- **EXERCISE REQUIREMENTS**
Copy the following records word for word, starting at the line containing "Locate the black bag" and ending at the line containing "column 180, row 224", with both of those lines included.

- **SUPPLIED INFORMATION**
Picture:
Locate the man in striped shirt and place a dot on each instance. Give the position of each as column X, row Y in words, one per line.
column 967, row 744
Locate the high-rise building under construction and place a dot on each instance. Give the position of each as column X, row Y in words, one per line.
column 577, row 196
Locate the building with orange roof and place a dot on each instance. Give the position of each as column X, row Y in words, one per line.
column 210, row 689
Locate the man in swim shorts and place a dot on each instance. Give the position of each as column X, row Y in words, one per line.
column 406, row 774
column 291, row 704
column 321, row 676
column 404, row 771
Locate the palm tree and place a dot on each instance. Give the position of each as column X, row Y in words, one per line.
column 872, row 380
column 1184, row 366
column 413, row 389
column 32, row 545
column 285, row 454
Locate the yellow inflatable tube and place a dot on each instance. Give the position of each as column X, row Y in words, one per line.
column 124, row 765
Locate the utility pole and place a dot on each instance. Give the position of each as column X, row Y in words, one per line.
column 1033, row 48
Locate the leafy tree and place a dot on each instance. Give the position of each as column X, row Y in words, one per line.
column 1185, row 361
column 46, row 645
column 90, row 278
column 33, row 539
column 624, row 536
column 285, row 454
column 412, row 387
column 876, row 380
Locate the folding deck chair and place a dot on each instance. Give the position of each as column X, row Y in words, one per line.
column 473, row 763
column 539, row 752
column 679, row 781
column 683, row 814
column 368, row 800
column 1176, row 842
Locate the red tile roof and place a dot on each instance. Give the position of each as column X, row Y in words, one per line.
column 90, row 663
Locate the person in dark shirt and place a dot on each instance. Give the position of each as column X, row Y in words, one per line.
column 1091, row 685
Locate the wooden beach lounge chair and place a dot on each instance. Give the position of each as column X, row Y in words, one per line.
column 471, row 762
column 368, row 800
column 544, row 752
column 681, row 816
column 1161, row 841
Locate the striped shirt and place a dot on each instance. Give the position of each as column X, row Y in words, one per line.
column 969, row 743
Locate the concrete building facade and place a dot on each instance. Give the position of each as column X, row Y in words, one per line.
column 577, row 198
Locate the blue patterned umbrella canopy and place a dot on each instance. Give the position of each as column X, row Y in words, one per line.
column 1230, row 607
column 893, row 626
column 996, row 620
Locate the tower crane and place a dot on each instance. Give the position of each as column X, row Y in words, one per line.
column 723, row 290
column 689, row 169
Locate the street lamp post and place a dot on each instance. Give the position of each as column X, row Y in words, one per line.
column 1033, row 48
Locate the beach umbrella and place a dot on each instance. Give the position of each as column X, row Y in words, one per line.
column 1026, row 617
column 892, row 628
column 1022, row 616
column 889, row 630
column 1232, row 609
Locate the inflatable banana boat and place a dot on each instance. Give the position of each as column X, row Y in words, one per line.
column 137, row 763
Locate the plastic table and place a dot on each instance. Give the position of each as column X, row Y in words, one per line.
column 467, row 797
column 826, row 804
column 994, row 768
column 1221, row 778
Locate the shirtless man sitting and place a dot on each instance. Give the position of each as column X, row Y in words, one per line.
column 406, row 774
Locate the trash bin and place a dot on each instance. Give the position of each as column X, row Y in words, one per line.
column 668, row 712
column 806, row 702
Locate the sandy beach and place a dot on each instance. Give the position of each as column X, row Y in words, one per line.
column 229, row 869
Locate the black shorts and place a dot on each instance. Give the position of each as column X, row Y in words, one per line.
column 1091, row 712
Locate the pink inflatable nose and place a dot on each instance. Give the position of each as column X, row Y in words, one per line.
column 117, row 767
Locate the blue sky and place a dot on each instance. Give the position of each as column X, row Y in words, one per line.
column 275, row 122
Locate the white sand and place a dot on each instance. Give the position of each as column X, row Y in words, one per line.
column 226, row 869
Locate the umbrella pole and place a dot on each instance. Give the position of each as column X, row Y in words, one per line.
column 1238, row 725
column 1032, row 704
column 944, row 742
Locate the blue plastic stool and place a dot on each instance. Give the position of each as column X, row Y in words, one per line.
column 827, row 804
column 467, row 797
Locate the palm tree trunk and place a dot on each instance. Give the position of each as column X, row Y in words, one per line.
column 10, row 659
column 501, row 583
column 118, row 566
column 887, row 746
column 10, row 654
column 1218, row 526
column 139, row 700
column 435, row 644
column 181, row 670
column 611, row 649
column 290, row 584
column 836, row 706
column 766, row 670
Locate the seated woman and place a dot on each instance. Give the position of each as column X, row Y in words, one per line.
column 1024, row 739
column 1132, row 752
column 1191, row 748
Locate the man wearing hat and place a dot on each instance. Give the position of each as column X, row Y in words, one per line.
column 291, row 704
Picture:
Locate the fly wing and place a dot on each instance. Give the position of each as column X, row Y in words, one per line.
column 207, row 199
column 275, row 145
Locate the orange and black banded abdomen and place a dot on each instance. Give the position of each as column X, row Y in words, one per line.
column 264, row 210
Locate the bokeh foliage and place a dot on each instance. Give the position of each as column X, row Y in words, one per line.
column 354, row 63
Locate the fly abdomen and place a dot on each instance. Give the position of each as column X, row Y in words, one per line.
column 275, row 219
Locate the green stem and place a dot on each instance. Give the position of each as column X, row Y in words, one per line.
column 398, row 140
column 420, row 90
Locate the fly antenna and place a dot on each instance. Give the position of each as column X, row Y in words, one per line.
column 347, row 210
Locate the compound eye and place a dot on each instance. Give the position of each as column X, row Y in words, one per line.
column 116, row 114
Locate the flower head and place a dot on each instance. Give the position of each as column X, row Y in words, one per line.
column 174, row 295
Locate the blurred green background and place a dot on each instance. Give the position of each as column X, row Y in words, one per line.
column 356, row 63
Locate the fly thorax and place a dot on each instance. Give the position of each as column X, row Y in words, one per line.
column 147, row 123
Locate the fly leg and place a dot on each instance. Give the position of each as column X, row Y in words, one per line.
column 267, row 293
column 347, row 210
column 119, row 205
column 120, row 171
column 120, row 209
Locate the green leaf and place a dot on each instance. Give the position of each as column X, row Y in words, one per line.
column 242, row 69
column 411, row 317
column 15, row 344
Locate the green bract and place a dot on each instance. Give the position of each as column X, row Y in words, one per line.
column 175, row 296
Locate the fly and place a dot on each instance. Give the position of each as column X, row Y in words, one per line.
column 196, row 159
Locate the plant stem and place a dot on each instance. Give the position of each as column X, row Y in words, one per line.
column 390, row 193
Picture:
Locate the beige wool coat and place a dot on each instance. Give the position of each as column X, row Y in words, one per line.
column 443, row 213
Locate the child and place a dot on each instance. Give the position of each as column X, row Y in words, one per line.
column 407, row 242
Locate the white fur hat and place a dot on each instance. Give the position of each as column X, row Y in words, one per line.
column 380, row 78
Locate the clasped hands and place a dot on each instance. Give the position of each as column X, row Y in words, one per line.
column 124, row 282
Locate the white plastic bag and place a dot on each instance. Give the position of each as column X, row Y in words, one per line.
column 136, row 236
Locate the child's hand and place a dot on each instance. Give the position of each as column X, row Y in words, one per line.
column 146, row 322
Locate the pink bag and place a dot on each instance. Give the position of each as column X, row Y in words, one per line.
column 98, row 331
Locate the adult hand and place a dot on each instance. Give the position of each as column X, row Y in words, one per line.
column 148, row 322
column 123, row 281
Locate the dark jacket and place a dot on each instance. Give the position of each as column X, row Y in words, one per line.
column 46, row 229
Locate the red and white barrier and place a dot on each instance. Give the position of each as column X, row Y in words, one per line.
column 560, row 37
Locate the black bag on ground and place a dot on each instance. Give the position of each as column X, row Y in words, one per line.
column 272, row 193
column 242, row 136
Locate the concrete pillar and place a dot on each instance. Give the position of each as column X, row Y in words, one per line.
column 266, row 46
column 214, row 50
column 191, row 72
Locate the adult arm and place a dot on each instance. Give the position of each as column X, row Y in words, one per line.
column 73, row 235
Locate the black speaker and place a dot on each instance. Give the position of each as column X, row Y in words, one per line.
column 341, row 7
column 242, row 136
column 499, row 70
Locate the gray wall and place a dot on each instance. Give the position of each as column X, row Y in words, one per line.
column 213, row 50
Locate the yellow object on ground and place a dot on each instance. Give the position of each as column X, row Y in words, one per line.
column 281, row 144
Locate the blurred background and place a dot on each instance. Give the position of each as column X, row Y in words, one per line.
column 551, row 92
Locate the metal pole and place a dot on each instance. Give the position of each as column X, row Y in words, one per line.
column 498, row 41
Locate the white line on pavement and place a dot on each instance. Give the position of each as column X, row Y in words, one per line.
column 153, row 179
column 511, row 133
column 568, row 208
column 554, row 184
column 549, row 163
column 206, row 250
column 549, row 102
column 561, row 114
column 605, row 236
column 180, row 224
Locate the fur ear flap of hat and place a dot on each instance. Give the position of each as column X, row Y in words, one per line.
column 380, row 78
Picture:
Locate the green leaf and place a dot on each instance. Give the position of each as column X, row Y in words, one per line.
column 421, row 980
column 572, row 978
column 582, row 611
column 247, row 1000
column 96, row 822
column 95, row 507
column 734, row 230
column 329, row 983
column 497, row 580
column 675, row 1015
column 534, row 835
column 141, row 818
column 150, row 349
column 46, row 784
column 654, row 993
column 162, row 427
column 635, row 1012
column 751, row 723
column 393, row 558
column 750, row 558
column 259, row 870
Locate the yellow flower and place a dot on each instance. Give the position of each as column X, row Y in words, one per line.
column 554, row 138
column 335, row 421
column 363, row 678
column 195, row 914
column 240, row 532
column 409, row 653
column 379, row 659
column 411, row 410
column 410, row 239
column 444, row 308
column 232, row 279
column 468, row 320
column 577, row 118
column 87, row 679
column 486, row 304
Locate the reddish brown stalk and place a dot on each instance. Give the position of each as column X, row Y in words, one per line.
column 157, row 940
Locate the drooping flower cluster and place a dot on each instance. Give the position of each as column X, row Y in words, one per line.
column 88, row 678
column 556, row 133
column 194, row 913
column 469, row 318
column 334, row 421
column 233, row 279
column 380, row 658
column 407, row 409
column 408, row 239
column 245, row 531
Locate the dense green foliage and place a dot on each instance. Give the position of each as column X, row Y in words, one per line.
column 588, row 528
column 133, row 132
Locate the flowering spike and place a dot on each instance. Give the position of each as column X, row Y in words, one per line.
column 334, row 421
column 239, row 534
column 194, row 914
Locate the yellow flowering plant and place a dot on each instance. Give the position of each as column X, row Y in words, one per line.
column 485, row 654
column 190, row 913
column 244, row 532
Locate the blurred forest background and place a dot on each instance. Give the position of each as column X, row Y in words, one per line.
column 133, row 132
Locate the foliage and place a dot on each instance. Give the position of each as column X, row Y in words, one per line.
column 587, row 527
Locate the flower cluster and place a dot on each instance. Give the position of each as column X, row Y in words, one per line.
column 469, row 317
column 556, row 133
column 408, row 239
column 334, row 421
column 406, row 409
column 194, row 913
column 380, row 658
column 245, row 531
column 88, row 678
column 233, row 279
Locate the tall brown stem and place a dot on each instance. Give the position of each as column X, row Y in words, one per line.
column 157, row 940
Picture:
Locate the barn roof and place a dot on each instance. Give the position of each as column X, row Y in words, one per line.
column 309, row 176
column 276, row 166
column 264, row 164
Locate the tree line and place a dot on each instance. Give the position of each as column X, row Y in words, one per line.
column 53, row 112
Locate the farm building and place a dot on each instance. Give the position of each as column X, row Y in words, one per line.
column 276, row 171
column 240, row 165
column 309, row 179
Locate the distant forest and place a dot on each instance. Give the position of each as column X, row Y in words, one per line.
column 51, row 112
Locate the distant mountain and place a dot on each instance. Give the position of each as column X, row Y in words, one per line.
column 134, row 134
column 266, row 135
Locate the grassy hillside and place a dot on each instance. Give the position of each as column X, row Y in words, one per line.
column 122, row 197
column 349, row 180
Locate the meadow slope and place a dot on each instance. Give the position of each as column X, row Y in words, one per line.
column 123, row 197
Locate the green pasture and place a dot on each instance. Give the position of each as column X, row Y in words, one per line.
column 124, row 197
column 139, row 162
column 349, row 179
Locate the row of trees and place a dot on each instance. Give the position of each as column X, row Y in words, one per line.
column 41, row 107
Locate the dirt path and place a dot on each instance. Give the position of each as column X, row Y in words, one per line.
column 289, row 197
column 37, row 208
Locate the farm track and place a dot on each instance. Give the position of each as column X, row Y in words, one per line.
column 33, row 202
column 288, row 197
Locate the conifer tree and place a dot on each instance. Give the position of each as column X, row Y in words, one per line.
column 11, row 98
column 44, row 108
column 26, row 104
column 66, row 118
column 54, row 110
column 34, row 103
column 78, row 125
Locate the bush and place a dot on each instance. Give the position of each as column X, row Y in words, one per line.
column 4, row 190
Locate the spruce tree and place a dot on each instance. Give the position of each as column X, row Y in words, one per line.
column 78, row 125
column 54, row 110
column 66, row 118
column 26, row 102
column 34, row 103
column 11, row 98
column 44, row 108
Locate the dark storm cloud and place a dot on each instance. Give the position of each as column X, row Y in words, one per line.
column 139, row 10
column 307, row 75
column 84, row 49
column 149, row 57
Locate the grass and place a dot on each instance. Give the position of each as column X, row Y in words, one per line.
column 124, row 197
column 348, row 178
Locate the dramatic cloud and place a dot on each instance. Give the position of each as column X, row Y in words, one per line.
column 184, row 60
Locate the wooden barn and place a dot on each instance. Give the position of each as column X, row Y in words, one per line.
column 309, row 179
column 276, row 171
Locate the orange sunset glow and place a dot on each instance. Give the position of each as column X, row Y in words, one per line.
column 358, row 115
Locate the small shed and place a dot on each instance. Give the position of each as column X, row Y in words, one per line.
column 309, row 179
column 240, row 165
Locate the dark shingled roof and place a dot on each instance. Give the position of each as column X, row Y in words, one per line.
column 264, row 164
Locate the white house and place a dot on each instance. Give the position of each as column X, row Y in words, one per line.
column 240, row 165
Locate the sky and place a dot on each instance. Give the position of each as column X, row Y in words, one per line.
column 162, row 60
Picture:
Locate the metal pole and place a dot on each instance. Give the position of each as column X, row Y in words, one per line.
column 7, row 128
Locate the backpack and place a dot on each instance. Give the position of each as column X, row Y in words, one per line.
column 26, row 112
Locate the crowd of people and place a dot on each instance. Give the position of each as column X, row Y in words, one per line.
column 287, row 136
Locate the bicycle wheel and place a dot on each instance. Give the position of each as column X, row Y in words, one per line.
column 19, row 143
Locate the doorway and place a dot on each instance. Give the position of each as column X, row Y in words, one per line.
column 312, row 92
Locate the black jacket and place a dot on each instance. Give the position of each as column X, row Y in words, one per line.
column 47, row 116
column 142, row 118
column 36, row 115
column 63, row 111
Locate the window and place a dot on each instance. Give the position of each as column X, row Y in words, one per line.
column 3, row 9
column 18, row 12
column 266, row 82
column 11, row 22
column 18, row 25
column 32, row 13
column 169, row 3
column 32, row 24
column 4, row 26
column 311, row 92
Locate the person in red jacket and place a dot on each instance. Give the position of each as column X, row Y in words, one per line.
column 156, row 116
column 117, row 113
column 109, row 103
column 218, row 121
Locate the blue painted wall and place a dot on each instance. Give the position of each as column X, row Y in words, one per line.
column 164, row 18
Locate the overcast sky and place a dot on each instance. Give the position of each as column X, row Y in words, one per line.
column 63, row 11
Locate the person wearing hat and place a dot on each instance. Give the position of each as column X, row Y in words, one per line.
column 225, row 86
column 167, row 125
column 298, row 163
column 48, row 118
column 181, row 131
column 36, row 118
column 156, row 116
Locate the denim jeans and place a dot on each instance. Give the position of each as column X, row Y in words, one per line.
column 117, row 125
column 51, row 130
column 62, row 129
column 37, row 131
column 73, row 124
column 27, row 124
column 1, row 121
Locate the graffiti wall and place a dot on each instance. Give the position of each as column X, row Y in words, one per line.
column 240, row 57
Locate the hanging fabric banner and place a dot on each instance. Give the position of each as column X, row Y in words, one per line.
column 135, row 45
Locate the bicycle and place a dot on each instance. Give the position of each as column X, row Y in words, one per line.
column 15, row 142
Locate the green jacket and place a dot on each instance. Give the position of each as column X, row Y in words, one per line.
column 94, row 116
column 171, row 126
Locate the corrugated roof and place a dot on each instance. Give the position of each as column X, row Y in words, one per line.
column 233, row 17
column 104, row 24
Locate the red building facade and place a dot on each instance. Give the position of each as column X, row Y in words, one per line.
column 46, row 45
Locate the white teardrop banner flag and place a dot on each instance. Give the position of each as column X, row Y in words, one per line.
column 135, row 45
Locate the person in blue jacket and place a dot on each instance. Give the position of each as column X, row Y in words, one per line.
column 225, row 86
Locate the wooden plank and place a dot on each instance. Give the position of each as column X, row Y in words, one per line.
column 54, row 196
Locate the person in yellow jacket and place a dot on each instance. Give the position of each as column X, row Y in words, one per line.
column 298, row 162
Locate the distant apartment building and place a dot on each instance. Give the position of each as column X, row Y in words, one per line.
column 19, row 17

- **WRITTEN RESPONSE**
Locate the black bag on ground and place a dot on each instance. Give the position of each as column X, row Y in words, one per line.
column 272, row 193
column 242, row 136
Locate the concrete pillar and place a dot on each instance. Give the position of each as column X, row Y in words, one per line.
column 266, row 46
column 214, row 50
column 191, row 72
Locate the adult arm and place a dot on each instance. Give the position of each as column X, row Y in words, one per line.
column 73, row 235
Locate the black speaker and place a dot on each instance. Give the position of each as column X, row Y in words, one per line.
column 341, row 7
column 242, row 136
column 499, row 70
Locate the gray wall and place a dot on each instance. Give the position of each as column X, row Y in words, one per line.
column 213, row 50
Locate the yellow object on ground and place a dot on each instance. Give the position of each as column X, row Y in words, one per line.
column 281, row 144
Locate the blurred background and place a dot on each instance. Give the position of each as column X, row Y in words, one per line.
column 551, row 92
Locate the metal pole and place a dot on each instance. Give the position of each as column X, row Y in words, one per line.
column 498, row 41
Locate the white line on pavement and place a dot on each instance. Give the position of each as column X, row Y in words, one per line.
column 153, row 179
column 511, row 133
column 568, row 208
column 554, row 184
column 549, row 163
column 206, row 250
column 549, row 102
column 561, row 114
column 605, row 236
column 180, row 224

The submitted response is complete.